:: Entries provided

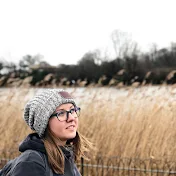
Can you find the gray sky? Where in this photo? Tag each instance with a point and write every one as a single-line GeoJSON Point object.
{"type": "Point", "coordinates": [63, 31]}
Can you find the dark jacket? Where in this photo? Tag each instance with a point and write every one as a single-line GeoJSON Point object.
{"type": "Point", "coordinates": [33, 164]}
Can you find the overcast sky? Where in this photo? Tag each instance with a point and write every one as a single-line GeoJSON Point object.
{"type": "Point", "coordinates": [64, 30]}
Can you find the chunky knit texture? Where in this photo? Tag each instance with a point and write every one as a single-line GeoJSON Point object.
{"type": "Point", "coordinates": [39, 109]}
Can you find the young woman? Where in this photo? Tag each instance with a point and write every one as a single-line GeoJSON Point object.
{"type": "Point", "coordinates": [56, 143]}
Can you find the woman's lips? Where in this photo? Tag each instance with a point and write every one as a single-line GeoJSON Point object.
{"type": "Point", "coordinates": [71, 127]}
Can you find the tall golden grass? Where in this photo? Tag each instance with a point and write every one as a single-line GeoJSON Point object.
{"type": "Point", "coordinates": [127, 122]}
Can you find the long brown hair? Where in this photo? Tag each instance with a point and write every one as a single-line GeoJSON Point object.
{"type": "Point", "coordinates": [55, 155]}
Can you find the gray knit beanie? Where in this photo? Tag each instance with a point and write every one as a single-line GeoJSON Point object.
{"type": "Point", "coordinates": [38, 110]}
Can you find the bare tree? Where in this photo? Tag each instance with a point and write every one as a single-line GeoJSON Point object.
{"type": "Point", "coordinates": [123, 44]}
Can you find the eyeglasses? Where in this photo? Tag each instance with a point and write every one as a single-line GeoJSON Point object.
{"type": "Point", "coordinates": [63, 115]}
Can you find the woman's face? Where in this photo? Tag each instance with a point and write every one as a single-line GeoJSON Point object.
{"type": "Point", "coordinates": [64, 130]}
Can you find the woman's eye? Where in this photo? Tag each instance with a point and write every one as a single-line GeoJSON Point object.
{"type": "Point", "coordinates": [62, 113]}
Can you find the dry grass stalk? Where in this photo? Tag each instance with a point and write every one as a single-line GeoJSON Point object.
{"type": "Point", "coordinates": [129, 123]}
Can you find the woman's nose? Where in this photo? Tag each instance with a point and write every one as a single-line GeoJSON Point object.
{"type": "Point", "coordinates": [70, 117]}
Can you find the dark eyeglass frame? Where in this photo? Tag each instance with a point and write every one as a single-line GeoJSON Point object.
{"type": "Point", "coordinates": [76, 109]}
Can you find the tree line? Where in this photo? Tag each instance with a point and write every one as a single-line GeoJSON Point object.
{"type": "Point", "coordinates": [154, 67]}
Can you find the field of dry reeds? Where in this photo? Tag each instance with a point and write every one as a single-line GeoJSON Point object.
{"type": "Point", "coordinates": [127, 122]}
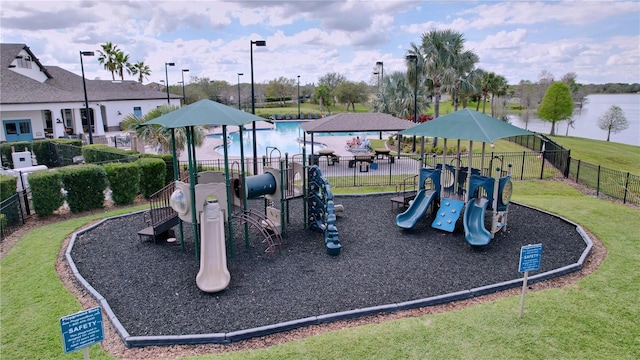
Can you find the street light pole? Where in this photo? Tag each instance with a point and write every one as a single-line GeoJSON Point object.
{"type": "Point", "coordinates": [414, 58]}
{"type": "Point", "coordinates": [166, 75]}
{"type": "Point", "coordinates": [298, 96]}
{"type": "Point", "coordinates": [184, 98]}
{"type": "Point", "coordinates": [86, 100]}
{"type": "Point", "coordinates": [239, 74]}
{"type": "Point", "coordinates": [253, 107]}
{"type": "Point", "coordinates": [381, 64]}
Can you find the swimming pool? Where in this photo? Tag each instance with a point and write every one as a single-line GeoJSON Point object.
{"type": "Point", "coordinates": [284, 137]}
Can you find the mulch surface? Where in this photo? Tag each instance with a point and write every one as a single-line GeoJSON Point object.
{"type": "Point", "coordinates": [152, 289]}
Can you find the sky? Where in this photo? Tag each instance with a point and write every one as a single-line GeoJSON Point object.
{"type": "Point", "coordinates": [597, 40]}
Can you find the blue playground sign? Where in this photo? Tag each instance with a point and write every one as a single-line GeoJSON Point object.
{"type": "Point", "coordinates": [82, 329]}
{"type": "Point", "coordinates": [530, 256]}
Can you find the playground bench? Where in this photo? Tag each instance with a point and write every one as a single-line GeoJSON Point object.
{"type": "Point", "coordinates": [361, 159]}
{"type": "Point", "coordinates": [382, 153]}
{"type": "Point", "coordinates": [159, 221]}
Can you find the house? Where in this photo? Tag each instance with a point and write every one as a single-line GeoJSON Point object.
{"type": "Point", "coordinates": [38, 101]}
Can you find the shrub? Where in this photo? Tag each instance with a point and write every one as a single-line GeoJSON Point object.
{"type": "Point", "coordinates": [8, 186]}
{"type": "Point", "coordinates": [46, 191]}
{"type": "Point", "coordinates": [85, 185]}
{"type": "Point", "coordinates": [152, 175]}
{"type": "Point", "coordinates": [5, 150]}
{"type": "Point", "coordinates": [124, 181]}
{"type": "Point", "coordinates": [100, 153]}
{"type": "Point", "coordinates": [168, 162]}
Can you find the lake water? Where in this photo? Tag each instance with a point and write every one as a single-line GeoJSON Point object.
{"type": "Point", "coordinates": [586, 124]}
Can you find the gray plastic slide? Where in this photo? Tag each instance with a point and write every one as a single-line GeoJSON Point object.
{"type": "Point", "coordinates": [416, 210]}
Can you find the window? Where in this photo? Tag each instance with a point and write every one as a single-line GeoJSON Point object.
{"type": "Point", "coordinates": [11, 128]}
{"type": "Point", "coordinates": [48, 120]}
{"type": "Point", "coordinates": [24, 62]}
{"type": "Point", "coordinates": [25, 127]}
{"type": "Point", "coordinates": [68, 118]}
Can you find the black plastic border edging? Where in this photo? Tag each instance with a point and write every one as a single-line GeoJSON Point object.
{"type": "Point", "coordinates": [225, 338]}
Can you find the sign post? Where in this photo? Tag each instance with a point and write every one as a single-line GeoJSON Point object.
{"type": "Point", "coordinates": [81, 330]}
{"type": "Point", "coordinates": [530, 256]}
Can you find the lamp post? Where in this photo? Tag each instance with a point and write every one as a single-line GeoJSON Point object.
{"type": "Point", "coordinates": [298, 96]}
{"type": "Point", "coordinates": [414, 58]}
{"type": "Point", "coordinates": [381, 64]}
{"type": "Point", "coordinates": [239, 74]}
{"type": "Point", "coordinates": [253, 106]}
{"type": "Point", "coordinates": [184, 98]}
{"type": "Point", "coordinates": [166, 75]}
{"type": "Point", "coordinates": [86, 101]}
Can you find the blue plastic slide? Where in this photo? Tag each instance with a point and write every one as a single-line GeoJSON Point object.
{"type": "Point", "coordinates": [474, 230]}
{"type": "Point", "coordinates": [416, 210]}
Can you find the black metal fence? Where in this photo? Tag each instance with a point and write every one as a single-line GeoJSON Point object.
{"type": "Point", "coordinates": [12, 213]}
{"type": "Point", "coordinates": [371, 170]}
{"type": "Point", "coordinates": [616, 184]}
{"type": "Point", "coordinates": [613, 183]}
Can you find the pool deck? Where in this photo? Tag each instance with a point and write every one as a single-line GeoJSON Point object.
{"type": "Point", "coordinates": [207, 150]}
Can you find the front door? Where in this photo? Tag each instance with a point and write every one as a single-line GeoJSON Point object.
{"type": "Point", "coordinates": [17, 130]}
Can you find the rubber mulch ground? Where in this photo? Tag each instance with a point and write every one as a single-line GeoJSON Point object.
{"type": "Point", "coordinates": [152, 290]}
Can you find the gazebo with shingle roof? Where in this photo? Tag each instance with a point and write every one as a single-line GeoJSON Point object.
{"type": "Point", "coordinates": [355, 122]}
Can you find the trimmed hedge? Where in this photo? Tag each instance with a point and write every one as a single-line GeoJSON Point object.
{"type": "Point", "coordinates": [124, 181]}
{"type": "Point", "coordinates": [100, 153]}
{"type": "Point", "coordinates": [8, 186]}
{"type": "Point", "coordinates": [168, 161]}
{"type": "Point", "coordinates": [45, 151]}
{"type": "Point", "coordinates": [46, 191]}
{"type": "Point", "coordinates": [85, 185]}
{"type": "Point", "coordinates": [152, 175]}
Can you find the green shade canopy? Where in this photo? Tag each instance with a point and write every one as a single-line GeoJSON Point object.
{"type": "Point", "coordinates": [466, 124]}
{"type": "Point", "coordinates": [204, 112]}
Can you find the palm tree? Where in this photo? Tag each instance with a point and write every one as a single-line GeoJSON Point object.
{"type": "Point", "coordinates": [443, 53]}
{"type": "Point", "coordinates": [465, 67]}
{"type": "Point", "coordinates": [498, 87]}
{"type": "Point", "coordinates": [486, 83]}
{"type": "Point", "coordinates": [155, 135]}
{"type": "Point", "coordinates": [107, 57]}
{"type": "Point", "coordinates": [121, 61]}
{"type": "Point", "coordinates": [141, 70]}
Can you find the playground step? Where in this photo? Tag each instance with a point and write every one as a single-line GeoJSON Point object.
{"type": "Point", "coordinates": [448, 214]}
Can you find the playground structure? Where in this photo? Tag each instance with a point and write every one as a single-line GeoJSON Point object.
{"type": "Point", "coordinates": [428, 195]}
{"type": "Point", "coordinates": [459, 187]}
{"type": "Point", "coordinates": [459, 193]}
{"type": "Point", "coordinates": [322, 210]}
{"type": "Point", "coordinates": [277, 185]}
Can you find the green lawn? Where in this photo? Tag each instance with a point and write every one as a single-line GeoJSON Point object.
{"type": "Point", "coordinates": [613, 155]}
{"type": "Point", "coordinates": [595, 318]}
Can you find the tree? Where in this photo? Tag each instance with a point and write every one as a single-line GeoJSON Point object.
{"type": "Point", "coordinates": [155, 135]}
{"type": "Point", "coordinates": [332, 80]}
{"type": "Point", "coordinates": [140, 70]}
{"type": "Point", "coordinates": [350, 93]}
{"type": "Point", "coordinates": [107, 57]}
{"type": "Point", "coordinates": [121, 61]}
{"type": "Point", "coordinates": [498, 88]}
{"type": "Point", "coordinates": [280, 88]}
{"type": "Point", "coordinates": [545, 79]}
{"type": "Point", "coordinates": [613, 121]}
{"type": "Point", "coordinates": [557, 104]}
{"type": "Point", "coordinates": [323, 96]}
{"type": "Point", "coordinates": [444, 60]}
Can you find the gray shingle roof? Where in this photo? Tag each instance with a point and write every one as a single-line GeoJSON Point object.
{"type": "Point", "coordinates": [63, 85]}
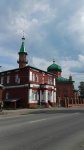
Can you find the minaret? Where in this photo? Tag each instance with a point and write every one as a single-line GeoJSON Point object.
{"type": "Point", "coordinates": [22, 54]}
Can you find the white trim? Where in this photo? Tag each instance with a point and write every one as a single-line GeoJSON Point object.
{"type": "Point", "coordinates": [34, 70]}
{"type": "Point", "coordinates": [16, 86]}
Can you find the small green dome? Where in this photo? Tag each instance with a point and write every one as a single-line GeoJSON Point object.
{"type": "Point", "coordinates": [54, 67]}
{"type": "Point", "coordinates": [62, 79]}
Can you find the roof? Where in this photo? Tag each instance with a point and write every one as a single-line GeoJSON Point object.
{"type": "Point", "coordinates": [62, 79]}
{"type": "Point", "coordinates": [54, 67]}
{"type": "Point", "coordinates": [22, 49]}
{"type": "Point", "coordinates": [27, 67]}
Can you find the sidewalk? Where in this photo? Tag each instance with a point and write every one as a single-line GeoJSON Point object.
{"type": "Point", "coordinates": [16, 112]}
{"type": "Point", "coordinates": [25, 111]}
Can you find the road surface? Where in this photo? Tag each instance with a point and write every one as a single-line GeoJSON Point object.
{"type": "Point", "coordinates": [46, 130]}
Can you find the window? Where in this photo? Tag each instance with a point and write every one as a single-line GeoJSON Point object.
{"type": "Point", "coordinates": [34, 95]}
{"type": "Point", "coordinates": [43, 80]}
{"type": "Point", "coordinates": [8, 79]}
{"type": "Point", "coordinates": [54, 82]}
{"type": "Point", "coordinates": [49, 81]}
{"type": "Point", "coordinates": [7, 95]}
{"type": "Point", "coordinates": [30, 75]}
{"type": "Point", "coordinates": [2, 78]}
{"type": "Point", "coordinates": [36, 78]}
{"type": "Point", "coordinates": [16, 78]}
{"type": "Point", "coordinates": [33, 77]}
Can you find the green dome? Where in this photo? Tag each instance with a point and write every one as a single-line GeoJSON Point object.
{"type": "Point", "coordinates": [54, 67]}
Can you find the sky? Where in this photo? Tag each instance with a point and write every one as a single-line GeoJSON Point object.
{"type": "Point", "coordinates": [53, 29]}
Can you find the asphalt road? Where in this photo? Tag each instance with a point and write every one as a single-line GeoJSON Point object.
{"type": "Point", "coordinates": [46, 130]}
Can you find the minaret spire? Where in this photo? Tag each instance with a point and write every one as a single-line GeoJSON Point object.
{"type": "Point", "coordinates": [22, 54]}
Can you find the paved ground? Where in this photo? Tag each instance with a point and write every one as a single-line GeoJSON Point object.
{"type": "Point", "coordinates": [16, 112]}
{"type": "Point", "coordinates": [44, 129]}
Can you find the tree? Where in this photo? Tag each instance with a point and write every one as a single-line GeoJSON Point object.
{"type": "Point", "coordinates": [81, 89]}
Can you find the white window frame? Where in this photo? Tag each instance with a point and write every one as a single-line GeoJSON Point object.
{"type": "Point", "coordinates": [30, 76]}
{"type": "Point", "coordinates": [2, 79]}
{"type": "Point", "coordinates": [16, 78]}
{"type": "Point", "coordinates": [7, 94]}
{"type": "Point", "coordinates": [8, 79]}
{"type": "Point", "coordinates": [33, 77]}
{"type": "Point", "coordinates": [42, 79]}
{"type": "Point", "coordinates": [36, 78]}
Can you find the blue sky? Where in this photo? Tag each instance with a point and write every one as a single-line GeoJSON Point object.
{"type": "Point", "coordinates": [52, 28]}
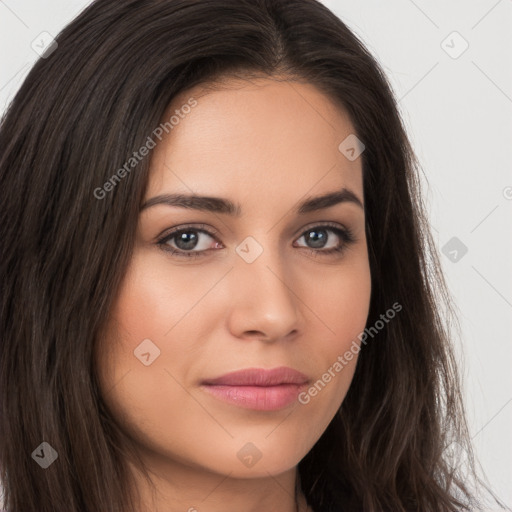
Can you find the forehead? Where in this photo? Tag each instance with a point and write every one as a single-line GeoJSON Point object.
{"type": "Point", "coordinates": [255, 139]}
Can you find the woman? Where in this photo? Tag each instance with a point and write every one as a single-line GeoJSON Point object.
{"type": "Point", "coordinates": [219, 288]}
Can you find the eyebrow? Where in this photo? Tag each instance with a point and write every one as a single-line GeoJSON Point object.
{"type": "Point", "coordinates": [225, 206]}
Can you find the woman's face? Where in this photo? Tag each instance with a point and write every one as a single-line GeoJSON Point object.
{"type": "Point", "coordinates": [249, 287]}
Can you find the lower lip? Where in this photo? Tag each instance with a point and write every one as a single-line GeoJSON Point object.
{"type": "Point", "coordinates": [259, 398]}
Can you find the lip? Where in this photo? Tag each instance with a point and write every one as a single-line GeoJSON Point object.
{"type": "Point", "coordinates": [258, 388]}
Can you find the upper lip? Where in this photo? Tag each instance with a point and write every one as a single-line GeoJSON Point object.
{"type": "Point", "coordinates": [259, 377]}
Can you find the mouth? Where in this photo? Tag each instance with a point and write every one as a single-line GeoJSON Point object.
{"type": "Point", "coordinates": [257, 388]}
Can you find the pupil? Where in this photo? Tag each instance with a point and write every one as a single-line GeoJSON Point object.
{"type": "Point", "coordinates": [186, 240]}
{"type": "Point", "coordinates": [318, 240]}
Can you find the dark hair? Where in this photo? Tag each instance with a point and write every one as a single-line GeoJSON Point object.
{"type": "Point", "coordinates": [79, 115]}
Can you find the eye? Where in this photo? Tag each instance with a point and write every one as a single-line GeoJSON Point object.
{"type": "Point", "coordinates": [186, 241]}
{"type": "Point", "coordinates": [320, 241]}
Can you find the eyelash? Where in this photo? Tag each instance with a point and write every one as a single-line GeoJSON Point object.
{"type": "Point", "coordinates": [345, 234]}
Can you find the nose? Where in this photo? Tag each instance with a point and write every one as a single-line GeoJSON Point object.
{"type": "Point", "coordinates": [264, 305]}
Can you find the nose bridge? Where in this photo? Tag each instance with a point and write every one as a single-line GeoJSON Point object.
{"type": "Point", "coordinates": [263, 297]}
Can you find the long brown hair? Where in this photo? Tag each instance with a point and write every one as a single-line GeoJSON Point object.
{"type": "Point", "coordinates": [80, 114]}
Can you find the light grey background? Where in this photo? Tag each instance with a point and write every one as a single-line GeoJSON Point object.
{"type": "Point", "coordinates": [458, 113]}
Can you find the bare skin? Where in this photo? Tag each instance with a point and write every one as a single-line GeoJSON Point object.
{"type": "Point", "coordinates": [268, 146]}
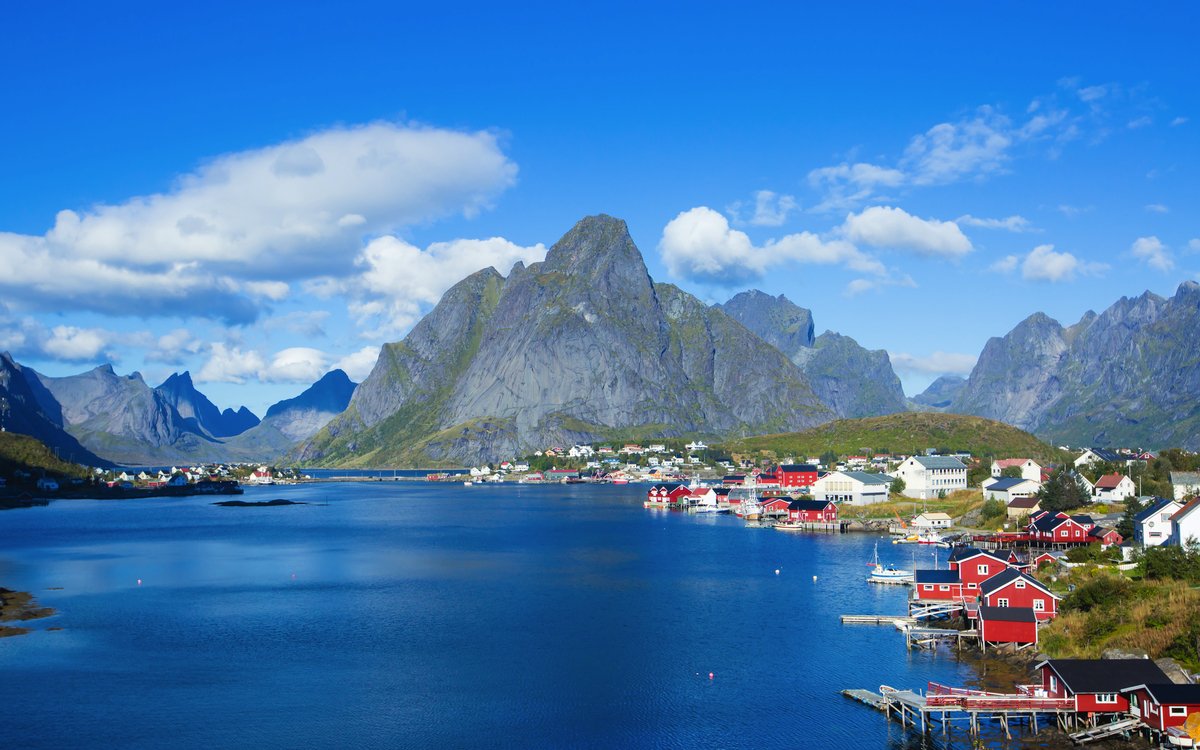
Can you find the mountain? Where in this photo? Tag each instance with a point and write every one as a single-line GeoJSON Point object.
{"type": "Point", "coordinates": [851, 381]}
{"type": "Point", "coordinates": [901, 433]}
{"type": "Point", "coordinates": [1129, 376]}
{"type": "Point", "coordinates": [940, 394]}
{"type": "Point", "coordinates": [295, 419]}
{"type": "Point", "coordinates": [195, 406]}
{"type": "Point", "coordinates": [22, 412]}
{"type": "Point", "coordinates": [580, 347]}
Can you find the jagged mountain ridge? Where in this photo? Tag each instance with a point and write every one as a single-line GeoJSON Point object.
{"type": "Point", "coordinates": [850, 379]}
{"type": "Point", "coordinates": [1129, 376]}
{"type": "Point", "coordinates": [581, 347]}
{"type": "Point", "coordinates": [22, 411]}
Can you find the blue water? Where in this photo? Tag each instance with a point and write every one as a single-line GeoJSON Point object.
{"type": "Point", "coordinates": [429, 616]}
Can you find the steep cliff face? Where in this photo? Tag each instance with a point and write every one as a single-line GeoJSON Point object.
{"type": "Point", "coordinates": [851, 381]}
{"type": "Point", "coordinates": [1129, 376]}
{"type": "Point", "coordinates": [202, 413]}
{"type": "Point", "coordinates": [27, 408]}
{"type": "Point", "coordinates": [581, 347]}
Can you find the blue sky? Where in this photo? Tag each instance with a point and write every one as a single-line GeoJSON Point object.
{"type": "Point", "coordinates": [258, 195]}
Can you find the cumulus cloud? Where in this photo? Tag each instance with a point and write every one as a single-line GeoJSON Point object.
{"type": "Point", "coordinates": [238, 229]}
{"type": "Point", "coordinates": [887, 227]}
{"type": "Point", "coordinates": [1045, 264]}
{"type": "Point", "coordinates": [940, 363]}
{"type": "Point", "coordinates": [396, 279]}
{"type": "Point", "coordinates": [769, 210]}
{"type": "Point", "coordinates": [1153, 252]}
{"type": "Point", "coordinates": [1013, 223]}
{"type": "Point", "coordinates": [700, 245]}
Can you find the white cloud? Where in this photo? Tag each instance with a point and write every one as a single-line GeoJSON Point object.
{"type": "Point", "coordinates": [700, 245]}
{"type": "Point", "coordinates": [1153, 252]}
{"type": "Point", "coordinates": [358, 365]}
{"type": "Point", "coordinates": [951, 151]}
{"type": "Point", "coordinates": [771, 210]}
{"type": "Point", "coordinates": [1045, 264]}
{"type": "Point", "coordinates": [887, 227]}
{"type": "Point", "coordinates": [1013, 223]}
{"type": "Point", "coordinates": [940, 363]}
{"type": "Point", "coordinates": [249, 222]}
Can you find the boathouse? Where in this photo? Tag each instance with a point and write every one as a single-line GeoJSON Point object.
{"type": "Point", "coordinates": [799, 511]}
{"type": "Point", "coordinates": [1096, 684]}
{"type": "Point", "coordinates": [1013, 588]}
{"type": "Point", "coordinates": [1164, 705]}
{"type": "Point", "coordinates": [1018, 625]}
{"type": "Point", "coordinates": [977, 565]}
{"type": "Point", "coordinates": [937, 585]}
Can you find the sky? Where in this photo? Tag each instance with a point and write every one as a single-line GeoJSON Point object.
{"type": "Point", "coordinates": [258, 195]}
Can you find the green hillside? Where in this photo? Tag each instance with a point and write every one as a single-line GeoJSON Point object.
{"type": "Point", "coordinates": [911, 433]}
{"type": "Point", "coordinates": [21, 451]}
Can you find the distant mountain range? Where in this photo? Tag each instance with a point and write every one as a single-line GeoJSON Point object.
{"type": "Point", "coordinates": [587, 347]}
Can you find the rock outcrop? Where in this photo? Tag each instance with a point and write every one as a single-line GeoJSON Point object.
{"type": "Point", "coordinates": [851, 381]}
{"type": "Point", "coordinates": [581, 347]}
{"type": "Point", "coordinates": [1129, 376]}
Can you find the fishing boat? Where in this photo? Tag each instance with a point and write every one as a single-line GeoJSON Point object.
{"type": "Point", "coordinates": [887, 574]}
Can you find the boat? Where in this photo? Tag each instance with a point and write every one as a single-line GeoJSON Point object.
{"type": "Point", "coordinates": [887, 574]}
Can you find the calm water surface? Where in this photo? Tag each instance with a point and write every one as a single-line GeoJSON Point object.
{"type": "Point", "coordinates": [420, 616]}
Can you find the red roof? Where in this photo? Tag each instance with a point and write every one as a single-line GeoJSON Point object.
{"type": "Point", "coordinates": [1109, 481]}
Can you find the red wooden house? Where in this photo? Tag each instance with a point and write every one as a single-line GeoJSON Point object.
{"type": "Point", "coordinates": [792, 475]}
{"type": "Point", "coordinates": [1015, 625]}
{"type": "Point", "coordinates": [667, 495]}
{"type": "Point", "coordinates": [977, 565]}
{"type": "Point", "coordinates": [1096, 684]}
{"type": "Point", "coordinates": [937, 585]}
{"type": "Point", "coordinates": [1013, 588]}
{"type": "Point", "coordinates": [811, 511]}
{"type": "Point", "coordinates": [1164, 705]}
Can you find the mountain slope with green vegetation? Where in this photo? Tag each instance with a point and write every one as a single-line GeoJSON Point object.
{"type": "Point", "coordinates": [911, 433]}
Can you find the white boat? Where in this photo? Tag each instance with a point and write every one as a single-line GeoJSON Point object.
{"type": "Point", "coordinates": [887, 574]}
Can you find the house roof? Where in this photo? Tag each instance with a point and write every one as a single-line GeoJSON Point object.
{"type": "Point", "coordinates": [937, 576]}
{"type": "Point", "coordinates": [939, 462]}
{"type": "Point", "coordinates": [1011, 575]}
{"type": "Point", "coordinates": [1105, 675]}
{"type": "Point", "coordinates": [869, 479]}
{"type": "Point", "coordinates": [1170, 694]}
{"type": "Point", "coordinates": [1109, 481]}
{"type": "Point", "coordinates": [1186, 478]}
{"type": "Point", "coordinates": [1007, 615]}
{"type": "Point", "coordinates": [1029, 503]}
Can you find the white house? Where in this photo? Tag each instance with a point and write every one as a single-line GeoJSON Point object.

::::

**Written task**
Repeat word for word the lines running from the line containing "Can you find the mountain slope" to the end of the entries above, inclusive.

**The result**
Can you find the mountain slope with green vegetation? Where in this photo? Tag each instance with a point and write every one as a single-line GeoJSON Point object.
{"type": "Point", "coordinates": [911, 433]}
Can you find the white boat? Where in this photo? Tag each instance with a point and write every one as a single-line GeoJSON Point object.
{"type": "Point", "coordinates": [887, 574]}
Can you find the house roof? Where in this photo? Tag each instance with a point and write every one as a single-line GeoJSON Point object.
{"type": "Point", "coordinates": [937, 576]}
{"type": "Point", "coordinates": [939, 462]}
{"type": "Point", "coordinates": [1011, 575]}
{"type": "Point", "coordinates": [1105, 675]}
{"type": "Point", "coordinates": [869, 479]}
{"type": "Point", "coordinates": [1170, 694]}
{"type": "Point", "coordinates": [1109, 481]}
{"type": "Point", "coordinates": [1186, 478]}
{"type": "Point", "coordinates": [1007, 615]}
{"type": "Point", "coordinates": [1029, 503]}
Can you find the white house? Where in this photo? Tag each instance with a point and write every one as a single-line GeoJSON Point object.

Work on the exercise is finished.